Your instructions – Rescale the stretch from the line containing "Please spot the white window blind" through the last of the entries, and reproduce only those lines, requests included. Multiply every point coordinate in the answers by 2.25 and round each to a whole number, rounding halves up.
--- Start Data for processing ---
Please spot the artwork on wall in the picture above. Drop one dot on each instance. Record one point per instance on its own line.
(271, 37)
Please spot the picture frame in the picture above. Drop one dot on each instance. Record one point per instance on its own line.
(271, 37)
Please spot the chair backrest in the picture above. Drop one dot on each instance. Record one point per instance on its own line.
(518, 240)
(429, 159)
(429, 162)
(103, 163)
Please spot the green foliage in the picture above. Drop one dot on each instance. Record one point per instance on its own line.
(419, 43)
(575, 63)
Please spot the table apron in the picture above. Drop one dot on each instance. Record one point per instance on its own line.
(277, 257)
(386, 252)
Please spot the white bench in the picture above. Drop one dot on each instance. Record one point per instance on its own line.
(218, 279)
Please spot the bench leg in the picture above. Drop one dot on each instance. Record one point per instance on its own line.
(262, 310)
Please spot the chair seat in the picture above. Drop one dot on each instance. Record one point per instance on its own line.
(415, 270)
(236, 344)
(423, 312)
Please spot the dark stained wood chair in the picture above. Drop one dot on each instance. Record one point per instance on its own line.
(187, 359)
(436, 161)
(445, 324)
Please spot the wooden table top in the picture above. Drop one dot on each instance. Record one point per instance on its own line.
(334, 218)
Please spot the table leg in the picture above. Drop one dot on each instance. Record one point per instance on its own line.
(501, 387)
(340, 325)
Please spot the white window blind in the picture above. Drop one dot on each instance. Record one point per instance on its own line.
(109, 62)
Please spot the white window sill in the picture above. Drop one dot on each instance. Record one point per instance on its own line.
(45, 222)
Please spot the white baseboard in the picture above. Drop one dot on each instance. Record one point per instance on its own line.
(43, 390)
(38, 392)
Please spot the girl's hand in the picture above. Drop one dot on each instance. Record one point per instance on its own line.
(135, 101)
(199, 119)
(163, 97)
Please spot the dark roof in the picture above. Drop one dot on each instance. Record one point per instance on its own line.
--- End Data for processing ---
In response –
Please spot the white window blind in the picture above. Drop one dot on each instance. Record one point per instance on its own line.
(245, 140)
Please spot the white window sill in the picture above. Drop one dot on each instance. Record one point per instance on its own line.
(101, 500)
Please spot the white baseboard in the picture above. Drop one dot on each instance. Record one point per instance on its own line.
(97, 878)
(86, 882)
Please spot the girl's hand in the picture above. Drop one dot on each instance. Record one point per instance on its own line.
(304, 227)
(448, 268)
(367, 218)
Please spot the dark roof in the picture above. Drop one dot on each instance. Record one point per instance on its own line.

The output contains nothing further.